Reproduce the full listing that appears beneath this instruction exactly.

● **Exercise materials**

↓↓↓

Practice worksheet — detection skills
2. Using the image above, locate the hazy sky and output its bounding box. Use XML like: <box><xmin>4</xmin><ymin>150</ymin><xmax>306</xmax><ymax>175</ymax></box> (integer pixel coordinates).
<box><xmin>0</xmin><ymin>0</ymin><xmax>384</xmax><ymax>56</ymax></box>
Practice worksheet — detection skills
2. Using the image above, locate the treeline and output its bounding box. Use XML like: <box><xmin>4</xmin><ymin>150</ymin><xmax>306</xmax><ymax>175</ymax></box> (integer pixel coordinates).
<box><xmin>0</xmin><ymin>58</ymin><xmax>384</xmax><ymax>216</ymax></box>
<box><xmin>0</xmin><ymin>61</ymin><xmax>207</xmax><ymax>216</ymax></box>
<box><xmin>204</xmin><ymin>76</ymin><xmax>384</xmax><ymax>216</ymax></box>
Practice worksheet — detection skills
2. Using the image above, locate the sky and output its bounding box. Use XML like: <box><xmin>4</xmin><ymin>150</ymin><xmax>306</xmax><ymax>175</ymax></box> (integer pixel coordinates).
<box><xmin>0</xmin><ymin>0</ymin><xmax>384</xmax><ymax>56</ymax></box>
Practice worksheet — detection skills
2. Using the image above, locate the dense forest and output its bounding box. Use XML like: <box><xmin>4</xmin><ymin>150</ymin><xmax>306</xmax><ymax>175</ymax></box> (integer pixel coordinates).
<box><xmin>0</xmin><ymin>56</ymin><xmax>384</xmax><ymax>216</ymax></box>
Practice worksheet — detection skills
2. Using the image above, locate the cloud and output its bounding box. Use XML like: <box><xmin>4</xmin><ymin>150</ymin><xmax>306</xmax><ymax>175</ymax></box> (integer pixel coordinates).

↑↑↑

● **Complete output**
Practice worksheet — detection skills
2. Using the image above, locate the hazy sky and output its bounding box. Use XML like: <box><xmin>4</xmin><ymin>150</ymin><xmax>306</xmax><ymax>175</ymax></box> (integer pixel coordinates).
<box><xmin>0</xmin><ymin>0</ymin><xmax>384</xmax><ymax>56</ymax></box>
Practice worksheet — detection skills
2. Using the image above, locate the treeline and output its bounding box. Use XML like: <box><xmin>4</xmin><ymin>150</ymin><xmax>306</xmax><ymax>175</ymax></box> (integer pixel coordinates).
<box><xmin>0</xmin><ymin>58</ymin><xmax>384</xmax><ymax>216</ymax></box>
<box><xmin>0</xmin><ymin>61</ymin><xmax>207</xmax><ymax>216</ymax></box>
<box><xmin>204</xmin><ymin>76</ymin><xmax>384</xmax><ymax>216</ymax></box>
Practice worksheet — detection skills
2. Using the image above, locate the sky and output its bounding box. Use XML like: <box><xmin>4</xmin><ymin>150</ymin><xmax>306</xmax><ymax>175</ymax></box> (integer pixel coordinates).
<box><xmin>0</xmin><ymin>0</ymin><xmax>384</xmax><ymax>56</ymax></box>
Practice worksheet — detection skills
2. Using the image above, locate the dense forest and output its bounding box. Use XML like: <box><xmin>4</xmin><ymin>150</ymin><xmax>306</xmax><ymax>175</ymax></box> (integer pixel coordinates).
<box><xmin>0</xmin><ymin>56</ymin><xmax>384</xmax><ymax>216</ymax></box>
Practice worksheet — detection skills
2. Using the image above, locate the cloud and output its bounding box. Use XML like: <box><xmin>4</xmin><ymin>150</ymin><xmax>306</xmax><ymax>175</ymax></box> (integer pixel coordinates).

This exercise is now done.